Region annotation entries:
_____
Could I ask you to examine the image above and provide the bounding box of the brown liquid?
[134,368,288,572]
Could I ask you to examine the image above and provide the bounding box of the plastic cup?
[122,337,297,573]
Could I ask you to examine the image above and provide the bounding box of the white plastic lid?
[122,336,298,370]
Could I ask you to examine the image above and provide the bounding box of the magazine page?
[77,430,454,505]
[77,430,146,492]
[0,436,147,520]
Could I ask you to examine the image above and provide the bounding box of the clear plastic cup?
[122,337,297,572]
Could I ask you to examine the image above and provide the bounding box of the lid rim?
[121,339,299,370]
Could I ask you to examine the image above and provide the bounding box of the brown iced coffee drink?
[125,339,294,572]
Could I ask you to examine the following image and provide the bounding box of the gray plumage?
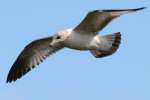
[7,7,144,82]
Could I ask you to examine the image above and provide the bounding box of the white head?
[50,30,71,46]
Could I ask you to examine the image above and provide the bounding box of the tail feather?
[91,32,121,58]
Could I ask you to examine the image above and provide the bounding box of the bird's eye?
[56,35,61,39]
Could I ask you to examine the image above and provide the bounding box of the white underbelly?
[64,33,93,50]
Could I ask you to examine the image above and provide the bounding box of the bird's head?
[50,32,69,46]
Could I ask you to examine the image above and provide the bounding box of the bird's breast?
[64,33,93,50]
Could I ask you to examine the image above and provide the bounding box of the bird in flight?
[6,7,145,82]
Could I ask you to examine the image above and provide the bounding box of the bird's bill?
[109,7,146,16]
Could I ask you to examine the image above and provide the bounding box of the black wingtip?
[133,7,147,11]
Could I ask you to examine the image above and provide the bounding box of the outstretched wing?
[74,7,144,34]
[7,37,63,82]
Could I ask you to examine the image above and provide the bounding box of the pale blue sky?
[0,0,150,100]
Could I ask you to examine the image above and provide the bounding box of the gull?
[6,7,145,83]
_____
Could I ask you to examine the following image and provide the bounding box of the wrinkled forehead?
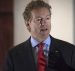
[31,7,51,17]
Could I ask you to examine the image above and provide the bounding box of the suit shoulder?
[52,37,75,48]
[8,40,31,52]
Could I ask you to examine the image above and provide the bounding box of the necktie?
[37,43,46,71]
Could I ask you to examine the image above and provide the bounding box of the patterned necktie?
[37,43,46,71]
_____
Request
Turn the stretch of records from the line containing "the brown liquid?" through the line containing "[122,337,297,573]" into a Markdown table with the columns "No." and "Entry", where No. counts the rows and Entry holds each line. Skip any blank lines.

Answer to this task
| No. | Entry |
|---|---|
| 1 | Could I ask you to examine the image above and provide the bounding box of the brown liquid? |
| 2 | [134,368,288,572] |
| 3 | Could I ask you to examine the image above and provide the bounding box of the plastic cup? |
| 4 | [122,337,297,573] |